- **Uraian Tugas**:
Cocokkan tiga pernyataan berikut dengan tulisan tentang Hari Pariwisata Dunia. Jawab tiap nomor dengan ya atau tidak, lalu kutip persis kata-kata dari tulisan yang menentukan jawabannya.
1. Hari Pariwisata Dunia diperingati setiap tanggal 27 September.
2. Tema Hari Pariwisata Dunia tahun 2025 adalah Pariwisata dan Pertumbuhan Kunjungan.
3. Menurut tulisan itu, dunia pariwisata kini menghadapi dilema besar.

Oleh: ERWAN WIDYARTO
World Tourism Day (WTD) atau Hari Pariwisata Dunia diperingati setiap tanggal 27 September. Pada tahun 2025 ini mengusung tema Tourism and Sustainable Transformation atau Pariwisata dan Transformasi Berkelanjutan. Tema ini terasa sangat relevan karena dunia pariwisata kini menghadapi dilema besar. Apakah akan terus mengejar pertumbuhan jumlah kunjungan wisatawan, atau berani melakukan transformasi yang sungguh-sungguh berpihak pada keberlanjutan, ketangguhan, dan keadilan sosial.

[Baris dataset]
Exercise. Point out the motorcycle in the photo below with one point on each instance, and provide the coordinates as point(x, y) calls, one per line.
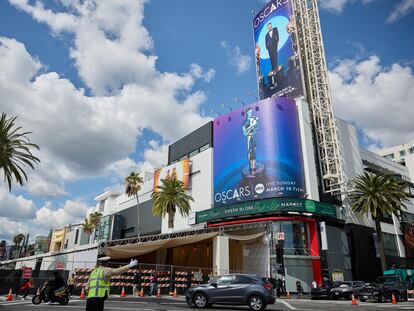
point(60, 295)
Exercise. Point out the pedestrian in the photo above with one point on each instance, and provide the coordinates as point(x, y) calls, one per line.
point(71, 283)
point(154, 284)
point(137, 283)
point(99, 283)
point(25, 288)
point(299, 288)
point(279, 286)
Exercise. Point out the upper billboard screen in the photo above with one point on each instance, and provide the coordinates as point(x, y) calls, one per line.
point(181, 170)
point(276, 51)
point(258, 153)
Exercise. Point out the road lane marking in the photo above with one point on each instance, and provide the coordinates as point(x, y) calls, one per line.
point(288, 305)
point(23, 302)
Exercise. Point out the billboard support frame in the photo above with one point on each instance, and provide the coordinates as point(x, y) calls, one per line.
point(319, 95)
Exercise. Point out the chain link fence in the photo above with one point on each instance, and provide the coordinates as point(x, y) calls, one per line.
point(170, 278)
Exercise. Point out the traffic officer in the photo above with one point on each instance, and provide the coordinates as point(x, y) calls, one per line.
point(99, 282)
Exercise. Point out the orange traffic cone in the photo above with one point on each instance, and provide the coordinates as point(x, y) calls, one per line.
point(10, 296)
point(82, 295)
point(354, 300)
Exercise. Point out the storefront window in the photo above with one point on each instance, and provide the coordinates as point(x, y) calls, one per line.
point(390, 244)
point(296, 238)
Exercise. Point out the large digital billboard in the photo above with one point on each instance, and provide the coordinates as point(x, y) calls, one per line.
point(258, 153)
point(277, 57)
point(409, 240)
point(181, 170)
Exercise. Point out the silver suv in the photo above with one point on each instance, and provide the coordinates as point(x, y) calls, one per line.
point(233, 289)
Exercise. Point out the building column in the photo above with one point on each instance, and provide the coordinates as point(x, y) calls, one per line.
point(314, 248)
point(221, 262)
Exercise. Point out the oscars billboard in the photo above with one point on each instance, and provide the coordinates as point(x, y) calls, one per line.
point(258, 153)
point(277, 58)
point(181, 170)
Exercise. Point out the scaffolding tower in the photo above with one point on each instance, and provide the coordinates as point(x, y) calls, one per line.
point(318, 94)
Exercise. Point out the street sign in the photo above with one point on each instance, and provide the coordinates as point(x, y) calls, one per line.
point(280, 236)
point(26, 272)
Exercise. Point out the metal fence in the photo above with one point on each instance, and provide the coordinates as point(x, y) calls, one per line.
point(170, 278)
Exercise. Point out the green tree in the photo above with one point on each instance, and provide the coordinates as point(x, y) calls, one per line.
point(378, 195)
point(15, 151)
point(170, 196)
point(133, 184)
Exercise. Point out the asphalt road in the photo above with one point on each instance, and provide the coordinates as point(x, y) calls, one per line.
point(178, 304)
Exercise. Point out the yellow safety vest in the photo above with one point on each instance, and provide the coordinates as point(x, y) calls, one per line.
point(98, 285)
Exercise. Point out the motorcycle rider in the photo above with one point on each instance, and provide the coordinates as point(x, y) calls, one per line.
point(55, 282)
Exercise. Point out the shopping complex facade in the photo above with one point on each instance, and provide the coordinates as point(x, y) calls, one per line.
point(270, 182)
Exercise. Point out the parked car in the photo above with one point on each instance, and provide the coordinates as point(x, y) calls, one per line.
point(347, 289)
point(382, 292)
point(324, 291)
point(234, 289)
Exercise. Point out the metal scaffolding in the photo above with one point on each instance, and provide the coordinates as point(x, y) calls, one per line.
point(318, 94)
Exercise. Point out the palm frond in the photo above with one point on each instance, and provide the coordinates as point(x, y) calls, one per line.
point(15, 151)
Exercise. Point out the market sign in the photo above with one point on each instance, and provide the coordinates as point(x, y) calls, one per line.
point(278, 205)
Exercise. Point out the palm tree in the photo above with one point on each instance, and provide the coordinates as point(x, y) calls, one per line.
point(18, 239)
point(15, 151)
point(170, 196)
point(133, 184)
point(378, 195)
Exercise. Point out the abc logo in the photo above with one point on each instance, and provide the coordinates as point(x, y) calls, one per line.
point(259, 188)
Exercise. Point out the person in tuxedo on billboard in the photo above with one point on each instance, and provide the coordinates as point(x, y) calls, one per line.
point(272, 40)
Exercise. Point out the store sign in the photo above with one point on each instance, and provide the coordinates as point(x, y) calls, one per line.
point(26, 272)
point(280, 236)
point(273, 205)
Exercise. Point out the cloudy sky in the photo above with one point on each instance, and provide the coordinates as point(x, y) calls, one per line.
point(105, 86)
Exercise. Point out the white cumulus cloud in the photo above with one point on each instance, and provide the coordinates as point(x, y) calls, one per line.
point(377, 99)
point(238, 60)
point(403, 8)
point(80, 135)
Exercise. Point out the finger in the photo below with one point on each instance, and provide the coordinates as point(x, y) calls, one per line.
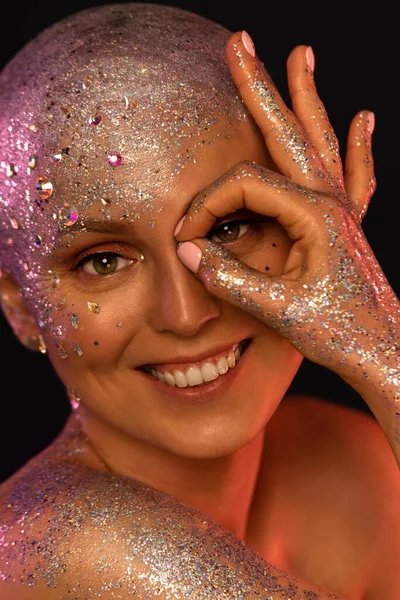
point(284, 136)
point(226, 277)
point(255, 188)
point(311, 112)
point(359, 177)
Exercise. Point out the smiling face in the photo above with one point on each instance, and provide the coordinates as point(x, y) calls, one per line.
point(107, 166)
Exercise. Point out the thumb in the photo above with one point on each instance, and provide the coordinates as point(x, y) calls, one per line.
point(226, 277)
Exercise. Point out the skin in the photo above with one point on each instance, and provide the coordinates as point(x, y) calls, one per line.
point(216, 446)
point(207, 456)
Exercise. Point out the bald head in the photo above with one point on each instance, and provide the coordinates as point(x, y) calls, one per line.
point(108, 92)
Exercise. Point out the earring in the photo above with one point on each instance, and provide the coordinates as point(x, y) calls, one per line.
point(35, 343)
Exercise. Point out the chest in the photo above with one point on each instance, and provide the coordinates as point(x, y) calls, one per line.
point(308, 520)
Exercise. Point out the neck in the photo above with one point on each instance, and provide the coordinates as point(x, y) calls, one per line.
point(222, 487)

- **Jawaban Tertulis**:
1. Ya: "World Tourism Day (WTD) atau Hari Pariwisata Dunia diperingati setiap tanggal 27 September."
2. Tidak: "Pada tahun 2025 ini mengusung tema Tourism and Sustainable Transformation atau Pariwisata dan Transformasi Berkelanjutan."
3. Ya: "dunia pariwisata kini menghadapi dilema besar"